# ЗАДАНИЕ
Укажите, сколько строк ниже содержат слово "road" с учетом регистра. В ответе приведите только число.

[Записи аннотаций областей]
□ □ □ □ □

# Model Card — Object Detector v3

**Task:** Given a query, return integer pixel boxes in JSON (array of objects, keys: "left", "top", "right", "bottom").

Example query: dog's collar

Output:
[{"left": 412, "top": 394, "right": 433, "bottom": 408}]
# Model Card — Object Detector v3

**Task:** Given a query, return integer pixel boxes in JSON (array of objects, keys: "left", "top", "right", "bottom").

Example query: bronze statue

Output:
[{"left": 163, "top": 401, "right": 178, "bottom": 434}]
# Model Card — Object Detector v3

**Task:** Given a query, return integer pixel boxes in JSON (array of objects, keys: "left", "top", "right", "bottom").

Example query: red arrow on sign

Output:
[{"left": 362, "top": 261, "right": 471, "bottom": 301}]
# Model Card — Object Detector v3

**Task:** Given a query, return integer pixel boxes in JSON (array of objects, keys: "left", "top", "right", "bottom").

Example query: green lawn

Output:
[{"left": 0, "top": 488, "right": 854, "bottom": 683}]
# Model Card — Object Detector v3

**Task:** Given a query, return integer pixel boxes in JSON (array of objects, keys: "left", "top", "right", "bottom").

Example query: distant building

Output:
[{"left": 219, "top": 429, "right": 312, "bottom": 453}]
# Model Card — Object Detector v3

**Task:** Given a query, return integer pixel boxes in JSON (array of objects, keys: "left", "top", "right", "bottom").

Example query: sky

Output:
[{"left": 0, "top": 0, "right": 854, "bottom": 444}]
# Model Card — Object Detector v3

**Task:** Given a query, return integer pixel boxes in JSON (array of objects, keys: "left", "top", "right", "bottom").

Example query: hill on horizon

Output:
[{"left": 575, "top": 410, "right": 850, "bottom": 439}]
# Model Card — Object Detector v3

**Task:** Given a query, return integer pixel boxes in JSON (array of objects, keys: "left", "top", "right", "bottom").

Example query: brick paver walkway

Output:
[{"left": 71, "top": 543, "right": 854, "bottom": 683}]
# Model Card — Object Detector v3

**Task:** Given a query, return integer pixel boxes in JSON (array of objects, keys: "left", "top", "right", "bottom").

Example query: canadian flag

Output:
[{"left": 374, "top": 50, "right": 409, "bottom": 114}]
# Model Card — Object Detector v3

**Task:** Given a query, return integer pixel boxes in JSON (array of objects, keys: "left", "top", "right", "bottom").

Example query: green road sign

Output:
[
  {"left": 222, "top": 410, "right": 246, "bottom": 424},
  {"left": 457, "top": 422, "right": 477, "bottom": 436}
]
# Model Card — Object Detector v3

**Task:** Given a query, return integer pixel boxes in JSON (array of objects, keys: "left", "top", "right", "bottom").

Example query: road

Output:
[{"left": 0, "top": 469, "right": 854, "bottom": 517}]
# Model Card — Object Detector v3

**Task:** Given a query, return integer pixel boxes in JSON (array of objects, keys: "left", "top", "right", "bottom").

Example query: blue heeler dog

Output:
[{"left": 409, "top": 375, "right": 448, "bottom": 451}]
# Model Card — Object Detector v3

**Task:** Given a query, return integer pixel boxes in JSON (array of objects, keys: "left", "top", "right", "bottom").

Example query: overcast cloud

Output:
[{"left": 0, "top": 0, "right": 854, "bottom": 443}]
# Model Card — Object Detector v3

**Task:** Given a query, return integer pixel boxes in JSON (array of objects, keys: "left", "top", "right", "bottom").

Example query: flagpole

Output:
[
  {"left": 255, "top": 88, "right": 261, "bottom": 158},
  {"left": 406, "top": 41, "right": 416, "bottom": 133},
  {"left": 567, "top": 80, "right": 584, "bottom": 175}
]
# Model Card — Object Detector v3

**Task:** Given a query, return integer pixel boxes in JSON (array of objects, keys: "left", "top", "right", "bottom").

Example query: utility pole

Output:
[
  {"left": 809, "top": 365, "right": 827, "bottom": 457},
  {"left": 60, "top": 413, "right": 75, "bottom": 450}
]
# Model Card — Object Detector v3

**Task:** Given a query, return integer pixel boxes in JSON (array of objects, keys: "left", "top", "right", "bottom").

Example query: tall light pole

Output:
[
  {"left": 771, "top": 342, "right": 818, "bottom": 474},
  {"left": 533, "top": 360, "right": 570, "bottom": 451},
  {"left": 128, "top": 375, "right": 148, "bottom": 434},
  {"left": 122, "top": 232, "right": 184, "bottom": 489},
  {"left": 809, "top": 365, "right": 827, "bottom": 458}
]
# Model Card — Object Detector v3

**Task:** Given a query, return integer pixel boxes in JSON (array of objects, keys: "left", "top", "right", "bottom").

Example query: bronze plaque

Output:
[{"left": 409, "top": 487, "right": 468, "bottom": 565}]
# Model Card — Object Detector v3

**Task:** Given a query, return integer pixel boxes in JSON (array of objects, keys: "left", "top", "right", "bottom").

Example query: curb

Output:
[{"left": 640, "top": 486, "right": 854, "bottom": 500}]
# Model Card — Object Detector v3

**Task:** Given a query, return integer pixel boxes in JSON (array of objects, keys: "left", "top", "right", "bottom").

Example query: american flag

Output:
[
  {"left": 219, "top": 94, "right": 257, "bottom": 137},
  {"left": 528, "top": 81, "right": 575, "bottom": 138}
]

□ □ □ □ □

# ОТВЕТ
2